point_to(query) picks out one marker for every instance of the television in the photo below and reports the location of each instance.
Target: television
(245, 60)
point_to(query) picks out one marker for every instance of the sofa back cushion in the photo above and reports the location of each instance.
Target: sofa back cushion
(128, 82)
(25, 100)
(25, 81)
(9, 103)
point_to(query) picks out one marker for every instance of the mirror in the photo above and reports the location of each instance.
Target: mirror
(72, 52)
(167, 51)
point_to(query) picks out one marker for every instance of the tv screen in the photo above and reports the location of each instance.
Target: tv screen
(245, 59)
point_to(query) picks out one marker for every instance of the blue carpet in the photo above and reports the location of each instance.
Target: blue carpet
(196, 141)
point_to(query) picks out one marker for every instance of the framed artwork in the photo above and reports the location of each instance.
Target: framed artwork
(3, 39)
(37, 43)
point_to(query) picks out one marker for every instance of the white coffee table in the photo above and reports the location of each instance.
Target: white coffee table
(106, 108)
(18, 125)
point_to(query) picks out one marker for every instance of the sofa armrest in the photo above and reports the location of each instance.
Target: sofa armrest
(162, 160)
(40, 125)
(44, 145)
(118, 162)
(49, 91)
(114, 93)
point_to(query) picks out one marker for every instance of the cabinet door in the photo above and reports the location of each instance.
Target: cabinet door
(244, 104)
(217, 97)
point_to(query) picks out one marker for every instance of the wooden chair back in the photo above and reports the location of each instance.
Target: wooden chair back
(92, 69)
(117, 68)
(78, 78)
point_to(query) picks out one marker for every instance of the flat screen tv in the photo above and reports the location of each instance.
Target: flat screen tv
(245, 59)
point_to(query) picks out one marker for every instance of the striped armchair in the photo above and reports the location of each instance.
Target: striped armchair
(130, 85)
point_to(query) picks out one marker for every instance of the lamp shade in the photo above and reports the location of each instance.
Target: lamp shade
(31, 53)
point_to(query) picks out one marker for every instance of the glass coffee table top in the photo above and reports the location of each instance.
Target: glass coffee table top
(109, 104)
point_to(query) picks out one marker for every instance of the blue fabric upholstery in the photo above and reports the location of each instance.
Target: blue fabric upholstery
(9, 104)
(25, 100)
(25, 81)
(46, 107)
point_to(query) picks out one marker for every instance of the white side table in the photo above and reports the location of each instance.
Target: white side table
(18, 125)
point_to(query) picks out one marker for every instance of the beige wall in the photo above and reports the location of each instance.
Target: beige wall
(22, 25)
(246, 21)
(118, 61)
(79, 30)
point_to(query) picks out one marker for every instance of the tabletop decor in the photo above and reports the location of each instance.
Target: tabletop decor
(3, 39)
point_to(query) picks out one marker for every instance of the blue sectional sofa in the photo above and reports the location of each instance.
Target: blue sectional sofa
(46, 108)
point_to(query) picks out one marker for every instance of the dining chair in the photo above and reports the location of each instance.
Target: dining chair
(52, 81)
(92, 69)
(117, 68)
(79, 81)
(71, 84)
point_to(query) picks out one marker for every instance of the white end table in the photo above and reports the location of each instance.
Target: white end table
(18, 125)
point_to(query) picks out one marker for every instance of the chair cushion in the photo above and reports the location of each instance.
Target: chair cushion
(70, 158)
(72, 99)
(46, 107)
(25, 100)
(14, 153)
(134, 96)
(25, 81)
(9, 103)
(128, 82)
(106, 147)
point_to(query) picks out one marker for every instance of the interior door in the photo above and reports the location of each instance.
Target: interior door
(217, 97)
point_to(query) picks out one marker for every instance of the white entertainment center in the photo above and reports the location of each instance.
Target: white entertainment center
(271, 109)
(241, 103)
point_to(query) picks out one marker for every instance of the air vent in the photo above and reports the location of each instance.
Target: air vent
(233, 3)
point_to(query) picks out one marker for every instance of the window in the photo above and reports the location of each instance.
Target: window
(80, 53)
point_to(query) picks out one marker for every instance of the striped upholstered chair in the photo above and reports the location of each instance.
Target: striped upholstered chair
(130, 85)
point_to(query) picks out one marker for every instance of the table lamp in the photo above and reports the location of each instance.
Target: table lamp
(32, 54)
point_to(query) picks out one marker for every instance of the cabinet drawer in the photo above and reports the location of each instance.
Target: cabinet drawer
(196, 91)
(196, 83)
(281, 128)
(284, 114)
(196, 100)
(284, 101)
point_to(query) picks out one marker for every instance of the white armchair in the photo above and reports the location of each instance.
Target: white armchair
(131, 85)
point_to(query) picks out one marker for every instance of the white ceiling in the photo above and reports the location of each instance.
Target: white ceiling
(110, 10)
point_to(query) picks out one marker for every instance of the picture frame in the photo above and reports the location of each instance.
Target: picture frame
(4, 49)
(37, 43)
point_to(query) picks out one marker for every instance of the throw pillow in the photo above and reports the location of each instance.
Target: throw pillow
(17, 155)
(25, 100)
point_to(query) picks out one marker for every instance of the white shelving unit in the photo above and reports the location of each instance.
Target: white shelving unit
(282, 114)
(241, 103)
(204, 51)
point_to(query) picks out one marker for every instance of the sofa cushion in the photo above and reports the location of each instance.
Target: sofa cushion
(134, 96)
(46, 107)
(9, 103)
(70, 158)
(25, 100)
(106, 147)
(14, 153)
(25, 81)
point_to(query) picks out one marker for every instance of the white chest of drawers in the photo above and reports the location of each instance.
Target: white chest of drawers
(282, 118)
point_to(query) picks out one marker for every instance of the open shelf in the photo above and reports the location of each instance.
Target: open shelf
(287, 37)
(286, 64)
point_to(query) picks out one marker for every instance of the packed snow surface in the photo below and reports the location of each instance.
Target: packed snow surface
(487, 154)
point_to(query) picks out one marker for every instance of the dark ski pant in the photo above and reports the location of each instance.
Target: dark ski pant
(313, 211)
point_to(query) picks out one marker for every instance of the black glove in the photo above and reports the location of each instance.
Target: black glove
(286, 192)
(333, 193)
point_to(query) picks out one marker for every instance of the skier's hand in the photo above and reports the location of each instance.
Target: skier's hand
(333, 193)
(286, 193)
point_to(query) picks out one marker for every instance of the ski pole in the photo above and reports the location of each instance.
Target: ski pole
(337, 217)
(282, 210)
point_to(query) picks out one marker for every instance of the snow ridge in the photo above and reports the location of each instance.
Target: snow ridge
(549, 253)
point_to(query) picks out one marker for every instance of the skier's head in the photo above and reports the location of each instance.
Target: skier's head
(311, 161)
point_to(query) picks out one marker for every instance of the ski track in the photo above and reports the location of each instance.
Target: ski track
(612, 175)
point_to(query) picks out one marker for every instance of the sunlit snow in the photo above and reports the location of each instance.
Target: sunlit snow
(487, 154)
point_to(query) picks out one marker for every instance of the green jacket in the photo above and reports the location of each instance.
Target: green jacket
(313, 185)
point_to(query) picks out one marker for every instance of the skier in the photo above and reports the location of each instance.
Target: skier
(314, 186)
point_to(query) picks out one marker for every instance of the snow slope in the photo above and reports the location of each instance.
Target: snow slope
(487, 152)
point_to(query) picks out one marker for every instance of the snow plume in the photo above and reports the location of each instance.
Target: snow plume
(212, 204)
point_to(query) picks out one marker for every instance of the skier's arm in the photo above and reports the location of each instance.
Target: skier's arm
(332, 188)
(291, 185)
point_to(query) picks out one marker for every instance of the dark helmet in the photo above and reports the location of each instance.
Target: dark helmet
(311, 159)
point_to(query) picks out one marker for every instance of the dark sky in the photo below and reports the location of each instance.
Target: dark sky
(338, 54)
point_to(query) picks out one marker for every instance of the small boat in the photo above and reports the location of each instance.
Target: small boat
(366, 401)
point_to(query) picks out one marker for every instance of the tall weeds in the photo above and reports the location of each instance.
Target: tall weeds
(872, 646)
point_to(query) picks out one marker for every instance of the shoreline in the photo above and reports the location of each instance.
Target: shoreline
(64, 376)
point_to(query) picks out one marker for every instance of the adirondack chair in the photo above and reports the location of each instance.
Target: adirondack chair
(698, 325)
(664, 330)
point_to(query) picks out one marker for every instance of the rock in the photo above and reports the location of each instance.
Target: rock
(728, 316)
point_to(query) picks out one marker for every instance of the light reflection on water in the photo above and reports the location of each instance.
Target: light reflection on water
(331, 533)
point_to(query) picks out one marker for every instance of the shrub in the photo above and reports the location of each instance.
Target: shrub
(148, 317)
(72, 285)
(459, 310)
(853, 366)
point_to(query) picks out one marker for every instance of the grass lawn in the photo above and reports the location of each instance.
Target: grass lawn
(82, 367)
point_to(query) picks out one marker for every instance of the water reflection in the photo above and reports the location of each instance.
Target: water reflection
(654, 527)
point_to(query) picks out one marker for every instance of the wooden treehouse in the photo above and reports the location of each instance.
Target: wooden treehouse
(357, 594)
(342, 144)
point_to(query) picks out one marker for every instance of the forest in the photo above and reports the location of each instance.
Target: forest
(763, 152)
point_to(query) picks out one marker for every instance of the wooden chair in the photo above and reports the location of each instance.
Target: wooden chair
+-------+
> _Goal of the exercise_
Give back exactly the lines from the one containing "of the grass" through the end of the listing above, with both ends included and nothing added.

> _Finished exercise_
point_to(query) picks out one marker for every instance of the grass lawn in the photo above and reports the location of each instance.
Target: grass lawn
(82, 367)
point_to(query) picks out one marker for every instance of the water reflection in the photo above and reports the location of each instance.
Target: water reflection
(654, 527)
point_to(query) picks out one marker for every instance of the wooden treehouse in the photo above and reports the location of each instance.
Target: wooden treehouse
(357, 594)
(342, 144)
point_to(query) picks out one marker for every instance of the forest in the photo above and reports the location of each instance.
Target: forest
(763, 152)
point_to(query) picks out one marker for every instance of the wooden chair in the photo above and reports the location of each instance.
Target: wooden chair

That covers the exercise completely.